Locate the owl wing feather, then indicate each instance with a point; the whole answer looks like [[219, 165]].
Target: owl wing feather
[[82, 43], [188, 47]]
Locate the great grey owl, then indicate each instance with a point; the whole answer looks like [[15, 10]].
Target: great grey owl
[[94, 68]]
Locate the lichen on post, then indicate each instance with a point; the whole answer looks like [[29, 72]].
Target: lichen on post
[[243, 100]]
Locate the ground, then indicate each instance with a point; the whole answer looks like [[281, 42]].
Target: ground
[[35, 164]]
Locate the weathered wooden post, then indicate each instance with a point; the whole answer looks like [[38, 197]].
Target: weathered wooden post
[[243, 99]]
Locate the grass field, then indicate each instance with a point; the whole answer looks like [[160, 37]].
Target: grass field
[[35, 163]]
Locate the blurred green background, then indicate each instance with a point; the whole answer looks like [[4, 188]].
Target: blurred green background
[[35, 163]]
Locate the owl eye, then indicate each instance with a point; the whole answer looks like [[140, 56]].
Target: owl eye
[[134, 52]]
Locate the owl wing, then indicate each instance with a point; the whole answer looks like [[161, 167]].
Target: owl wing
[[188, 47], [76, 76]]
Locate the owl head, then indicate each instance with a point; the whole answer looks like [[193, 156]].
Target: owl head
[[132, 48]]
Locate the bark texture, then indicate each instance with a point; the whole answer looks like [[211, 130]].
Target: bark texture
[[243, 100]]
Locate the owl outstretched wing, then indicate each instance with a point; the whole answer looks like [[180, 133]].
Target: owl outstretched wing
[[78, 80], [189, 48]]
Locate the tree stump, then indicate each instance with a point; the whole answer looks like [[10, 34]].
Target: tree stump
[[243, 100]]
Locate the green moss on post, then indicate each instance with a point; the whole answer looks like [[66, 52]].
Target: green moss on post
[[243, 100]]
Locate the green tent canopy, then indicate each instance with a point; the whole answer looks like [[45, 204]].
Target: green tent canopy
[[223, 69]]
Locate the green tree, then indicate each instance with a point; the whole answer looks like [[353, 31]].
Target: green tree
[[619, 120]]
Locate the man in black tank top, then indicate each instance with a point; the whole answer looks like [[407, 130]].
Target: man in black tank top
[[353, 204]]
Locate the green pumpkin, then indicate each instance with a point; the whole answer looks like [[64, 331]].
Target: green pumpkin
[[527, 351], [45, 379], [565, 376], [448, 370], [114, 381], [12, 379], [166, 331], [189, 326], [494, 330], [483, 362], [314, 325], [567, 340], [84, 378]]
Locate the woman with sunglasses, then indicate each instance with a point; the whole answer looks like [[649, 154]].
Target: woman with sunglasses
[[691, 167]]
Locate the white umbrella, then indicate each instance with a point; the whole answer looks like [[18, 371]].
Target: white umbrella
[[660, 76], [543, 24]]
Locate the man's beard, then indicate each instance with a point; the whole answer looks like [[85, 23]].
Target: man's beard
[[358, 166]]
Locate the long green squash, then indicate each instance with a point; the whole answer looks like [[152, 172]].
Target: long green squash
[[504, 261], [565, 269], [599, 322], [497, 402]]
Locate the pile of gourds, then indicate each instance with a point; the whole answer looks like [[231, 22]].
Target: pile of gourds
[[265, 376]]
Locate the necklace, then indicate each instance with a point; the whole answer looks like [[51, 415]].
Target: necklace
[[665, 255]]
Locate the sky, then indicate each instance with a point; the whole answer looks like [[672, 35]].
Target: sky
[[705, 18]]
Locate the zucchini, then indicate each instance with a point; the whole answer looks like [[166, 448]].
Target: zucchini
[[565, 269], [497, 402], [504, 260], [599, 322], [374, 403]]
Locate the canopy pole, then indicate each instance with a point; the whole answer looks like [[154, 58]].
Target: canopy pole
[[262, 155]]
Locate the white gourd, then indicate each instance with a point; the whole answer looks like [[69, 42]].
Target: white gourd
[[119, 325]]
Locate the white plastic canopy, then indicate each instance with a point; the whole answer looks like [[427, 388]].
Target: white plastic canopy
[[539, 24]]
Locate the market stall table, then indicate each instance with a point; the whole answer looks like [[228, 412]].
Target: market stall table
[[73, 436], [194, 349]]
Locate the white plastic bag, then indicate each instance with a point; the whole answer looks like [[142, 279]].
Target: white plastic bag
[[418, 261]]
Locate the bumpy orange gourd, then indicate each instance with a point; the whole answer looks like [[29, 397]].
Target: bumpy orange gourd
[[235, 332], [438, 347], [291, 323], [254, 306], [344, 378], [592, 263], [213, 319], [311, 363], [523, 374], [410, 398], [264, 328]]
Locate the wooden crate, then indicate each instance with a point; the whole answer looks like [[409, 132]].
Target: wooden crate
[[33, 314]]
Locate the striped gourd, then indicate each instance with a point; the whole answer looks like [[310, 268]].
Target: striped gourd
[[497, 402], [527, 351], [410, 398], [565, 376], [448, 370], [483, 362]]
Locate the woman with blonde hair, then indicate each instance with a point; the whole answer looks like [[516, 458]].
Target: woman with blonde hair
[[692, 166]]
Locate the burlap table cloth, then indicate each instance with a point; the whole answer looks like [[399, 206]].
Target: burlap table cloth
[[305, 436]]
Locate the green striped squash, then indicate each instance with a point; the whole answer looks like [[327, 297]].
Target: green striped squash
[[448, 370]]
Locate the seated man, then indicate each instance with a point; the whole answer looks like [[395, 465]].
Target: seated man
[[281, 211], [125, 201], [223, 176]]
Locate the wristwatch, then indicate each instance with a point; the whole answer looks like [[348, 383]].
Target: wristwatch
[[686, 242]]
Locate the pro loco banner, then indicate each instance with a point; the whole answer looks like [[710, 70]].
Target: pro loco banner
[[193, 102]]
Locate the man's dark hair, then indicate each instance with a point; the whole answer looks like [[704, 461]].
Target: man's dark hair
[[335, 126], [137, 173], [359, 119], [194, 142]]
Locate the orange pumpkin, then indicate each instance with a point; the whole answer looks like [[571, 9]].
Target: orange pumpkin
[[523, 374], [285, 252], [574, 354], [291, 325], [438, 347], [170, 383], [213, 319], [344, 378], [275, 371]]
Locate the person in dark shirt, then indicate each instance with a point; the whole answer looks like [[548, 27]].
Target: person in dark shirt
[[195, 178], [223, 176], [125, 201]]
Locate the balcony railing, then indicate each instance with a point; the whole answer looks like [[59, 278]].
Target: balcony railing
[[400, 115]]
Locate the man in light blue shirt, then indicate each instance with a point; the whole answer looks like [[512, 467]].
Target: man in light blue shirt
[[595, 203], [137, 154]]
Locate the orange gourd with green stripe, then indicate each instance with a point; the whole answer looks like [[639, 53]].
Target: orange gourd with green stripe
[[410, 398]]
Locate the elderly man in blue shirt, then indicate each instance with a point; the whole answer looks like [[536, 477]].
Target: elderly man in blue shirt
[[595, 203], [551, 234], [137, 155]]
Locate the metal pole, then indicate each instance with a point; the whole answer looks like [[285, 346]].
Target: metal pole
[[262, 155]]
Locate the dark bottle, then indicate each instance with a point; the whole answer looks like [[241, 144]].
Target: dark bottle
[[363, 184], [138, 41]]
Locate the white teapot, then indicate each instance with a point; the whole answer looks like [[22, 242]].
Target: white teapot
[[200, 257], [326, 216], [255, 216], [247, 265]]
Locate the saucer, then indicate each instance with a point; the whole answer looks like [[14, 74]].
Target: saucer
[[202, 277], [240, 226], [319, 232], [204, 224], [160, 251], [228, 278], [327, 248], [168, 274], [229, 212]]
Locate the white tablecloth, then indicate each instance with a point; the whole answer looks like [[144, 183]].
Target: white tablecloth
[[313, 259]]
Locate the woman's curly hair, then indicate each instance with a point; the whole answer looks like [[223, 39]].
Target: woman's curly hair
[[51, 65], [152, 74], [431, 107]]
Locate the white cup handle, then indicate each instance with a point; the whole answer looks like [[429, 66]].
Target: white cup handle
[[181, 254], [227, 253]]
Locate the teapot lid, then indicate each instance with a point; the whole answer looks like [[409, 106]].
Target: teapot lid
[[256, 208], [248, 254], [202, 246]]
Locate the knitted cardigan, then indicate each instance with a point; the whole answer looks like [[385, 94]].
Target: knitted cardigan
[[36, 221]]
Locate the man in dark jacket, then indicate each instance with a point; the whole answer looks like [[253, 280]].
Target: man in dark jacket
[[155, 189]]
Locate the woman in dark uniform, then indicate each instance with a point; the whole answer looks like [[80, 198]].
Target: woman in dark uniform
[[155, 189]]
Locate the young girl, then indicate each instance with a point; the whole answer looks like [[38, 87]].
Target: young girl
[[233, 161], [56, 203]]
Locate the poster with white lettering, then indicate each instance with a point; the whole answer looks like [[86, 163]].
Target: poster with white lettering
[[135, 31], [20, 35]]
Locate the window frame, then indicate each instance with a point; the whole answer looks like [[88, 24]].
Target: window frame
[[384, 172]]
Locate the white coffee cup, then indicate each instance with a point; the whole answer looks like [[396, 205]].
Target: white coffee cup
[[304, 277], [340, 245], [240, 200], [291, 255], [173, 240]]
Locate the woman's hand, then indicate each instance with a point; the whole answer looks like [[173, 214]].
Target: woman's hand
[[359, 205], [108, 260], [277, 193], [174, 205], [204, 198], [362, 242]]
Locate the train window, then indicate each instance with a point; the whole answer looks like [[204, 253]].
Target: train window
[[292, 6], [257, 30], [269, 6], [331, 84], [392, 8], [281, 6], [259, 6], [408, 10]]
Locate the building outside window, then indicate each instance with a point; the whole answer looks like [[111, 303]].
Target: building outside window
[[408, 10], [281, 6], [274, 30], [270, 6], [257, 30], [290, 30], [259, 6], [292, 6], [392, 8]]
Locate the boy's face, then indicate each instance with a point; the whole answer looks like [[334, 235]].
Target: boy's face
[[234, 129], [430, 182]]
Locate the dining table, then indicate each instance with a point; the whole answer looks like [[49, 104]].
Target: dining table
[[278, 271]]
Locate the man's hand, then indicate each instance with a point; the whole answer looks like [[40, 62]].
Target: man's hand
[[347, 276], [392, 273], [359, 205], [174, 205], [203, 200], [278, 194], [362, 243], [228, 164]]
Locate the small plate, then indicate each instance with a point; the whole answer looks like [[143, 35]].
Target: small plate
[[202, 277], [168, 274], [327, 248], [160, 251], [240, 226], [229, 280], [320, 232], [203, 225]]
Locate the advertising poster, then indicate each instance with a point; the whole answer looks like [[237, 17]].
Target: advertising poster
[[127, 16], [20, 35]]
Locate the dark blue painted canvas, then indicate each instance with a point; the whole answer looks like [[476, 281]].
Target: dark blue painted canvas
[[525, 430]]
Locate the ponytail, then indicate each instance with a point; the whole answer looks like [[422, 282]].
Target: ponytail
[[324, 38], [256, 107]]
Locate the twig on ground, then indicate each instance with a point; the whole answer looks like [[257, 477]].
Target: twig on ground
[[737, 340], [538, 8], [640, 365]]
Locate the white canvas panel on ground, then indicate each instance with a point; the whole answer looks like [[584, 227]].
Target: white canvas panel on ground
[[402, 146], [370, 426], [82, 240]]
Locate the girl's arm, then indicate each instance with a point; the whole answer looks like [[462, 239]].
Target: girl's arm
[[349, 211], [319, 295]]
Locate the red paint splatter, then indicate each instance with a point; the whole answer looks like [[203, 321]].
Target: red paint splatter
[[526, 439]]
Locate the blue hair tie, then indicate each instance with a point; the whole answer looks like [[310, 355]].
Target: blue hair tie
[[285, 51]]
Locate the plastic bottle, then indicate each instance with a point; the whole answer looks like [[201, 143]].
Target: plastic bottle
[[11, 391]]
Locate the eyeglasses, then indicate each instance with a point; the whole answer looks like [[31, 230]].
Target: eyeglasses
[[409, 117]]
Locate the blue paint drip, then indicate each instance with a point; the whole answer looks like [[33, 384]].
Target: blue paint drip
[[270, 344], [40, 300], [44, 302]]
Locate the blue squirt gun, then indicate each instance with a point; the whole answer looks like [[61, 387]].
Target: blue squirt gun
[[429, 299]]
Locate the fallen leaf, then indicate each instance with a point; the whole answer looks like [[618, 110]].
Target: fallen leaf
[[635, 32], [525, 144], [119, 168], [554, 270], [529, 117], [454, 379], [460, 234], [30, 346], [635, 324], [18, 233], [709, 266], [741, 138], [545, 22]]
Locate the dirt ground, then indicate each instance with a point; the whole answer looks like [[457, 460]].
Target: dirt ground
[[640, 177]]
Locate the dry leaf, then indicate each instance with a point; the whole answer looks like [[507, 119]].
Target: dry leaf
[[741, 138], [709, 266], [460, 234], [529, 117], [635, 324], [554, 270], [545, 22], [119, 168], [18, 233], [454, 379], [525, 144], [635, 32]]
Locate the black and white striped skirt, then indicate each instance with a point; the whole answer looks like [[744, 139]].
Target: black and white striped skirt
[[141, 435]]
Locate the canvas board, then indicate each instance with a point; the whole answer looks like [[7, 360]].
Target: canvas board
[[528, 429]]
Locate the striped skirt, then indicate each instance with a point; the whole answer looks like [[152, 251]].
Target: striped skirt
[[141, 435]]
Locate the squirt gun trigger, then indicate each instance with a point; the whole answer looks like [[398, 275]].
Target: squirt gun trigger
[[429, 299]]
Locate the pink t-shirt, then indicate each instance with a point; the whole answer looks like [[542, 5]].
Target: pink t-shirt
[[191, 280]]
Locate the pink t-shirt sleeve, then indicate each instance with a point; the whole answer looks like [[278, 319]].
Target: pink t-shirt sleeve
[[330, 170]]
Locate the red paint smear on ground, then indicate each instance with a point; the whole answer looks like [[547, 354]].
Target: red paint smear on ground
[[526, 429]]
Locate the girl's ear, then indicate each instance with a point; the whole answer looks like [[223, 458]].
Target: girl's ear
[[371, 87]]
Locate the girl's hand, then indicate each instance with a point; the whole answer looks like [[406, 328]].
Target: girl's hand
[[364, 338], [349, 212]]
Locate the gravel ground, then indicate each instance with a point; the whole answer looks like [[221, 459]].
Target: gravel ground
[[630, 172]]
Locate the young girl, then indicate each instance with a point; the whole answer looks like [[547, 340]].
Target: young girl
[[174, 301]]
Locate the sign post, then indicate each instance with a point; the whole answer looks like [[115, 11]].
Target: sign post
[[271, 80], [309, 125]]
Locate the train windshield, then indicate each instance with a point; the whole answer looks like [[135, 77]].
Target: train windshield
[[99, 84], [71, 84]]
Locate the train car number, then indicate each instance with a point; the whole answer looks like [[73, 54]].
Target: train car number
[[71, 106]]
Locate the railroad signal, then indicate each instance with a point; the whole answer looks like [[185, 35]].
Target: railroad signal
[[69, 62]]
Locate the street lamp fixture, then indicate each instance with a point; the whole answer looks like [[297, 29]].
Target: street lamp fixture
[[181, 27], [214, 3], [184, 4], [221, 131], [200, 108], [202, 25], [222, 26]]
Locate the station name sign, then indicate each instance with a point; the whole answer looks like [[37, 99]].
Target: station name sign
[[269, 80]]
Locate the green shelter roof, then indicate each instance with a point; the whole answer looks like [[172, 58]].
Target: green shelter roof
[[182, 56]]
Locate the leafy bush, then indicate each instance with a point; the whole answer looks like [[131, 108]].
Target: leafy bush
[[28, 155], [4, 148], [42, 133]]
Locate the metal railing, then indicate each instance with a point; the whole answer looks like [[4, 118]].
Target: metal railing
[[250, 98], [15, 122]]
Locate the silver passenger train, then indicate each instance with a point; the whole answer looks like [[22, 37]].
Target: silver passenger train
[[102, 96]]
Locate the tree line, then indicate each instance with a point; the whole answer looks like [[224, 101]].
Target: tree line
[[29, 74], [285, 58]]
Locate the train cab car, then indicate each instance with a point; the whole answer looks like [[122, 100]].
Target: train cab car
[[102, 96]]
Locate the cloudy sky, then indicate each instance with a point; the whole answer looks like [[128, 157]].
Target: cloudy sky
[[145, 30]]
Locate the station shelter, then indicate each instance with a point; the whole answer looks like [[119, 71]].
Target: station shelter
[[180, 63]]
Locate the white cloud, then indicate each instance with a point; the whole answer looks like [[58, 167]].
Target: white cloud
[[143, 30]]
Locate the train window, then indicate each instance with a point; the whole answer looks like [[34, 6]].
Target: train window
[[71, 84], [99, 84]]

Task objective: Copy word for word the stretch of entries above from the line that has "Locate the orange gourd" through the line that has "Locate the metal pole, then", both ends included, and nothing outside it.

The answer:
Locate the orange gourd with green stripe, then indicate each instance with a point; the whole answer looks like [[639, 53]].
Target: orange gourd with green stripe
[[410, 398]]
Locate the elderly man in blue shirt, then indicate each instance with a point; the whole answer looks like [[536, 477]].
Target: elderly man in blue shirt
[[595, 203], [551, 234], [137, 155]]
Locate the metal pole, then indicate each instance with a point; the whole answer looks like [[285, 346]].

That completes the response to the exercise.